**Selected text**:
— Start —
Freedom, Prosperity and Alliances - Empirics

Perusing the Atlantic Council’s Freedom & Prosperity Index (FPI), this section analyses the propensity of democratic countries (or “free” countries in FPI terminology) to form alliances or engage in substantial security cooperation with other democratic countries.[14] This section will also analyze to what extent economic development (or “prosperity” in FPI terminology) affects a country’s propensity to form alliances with other prosperous countries. 

The FPI measures countries’ levels of freedom and prosperity. The concepts of freedom and prosperity underpinning the index are more multifaceted compared to basic definitions of democracy (e.g. free and fair elections) and economic well-being (e.g. per capita income). Or: “A distinctive aspect of the Freedom and Prosperity Indexes is their root in and reflection of an expansive understanding of what constitutes a free and prosperous society. The Freedom Index measures the economic, political, and legal dimensions of freedom. This broader definition of freedom differentiates the index from other measures focused on specific institutional (electoral, corruption, economic openness, and so on). Likewise, the Prosperity Index is more exhaustive than previous measurement projects such as the United Nations Human Development Index or various poverty indexes.” But both freedom and prosperity serves can be seen as acceptable proxies of democracy and economic well-being.

Analyzing FPI data, it is helpful to distinguish between formal alliances and broader security cooperation. The democratic alliance, broadly conceived, comprises NATO, Rio Treaty members, U.S. bilateral treaty allies, and the EU. The non-democratic alliance led by Russia consists of the members of CSOT and Russia’s bilateral treaty ally, North Korea. China, the other major non-democratic great power, has only one formal treaty ally, North Korea. China and Russia are not allied to one another, but they do maintain close security relations.
— End —
Contour annotation records:
— Start —
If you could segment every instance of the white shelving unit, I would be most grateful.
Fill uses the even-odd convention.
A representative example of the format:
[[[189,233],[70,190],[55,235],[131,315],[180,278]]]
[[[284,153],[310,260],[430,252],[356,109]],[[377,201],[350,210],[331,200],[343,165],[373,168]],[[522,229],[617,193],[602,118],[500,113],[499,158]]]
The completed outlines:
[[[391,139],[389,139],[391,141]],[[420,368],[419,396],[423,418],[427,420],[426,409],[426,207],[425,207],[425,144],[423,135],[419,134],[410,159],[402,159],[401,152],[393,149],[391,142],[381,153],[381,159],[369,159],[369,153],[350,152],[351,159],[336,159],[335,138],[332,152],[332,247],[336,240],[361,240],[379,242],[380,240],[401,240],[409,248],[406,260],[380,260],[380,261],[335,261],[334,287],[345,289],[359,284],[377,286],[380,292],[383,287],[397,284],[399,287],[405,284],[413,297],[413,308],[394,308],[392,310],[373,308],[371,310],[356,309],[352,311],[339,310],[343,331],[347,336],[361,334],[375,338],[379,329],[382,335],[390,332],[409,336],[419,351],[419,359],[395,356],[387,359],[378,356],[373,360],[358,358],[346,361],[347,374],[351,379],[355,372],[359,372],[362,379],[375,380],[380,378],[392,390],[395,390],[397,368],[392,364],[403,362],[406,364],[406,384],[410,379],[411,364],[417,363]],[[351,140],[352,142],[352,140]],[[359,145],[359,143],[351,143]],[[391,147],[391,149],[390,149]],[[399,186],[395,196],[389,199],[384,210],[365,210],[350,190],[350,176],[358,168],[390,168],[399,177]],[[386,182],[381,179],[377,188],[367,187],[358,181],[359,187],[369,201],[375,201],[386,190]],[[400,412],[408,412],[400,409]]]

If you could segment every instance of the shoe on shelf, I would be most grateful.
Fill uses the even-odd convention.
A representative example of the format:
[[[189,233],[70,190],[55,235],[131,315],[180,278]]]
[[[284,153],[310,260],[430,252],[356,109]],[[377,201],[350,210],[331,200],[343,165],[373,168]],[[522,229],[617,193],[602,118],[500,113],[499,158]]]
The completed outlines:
— End —
**Task list**:
• a. Answer these questions using the text on freedom, prosperity and alliances.
(i) Which three dimensions of freedom does the Freedom Index measure?
(ii) What does the democratic alliance, broadly conceived, comprise?
(iii) How many formal treaty allies does China have, and which country is it?
• b. Extend the text on freedom, prosperity and alliances, starting right after its last sentence.

**In response**:
• a.
(i) The economic, political, and legal dimensions of freedom.
(ii) NATO, Rio Treaty members, U.S. bilateral treaty allies, and the EU.
(iii) One, North Korea.

• b.
Admittedly, security cooperation varies in intensity and one can legitimately disagree over which countries should be classified as “close security partners”. In Russia, this groups arguably comprises, Iran, China, Syria, and Vietnam as well as various sub-Saharan countries (though Syria will likely cease being a Russian security partner following the fall of the Assad regime). Whether countries that maintain close diplomatic ties with Russia, such as Cuba, Nicaragua or Venezuela, should be included is debatable. In the case of China, Cambodia and Laos should probably be classified as close security partners. In the case of the United States, one can rely on Washington’s major non-NATO (MNNA) ally designation to decide which countries should qualify as close security partners. But whether Saudi Arabia, Singapore and the UAE, none of whom are MNNA, should also qualify, can be debated. The same is true for whether China and Russia should be seen as security partners. Admittedly, one can always quibble about the classification of individual countries, but the overall picture does not change much. Table 1 and the Annex show what countries were included in the alliance and security partner category with respect to the United States/ EU, Russia and China.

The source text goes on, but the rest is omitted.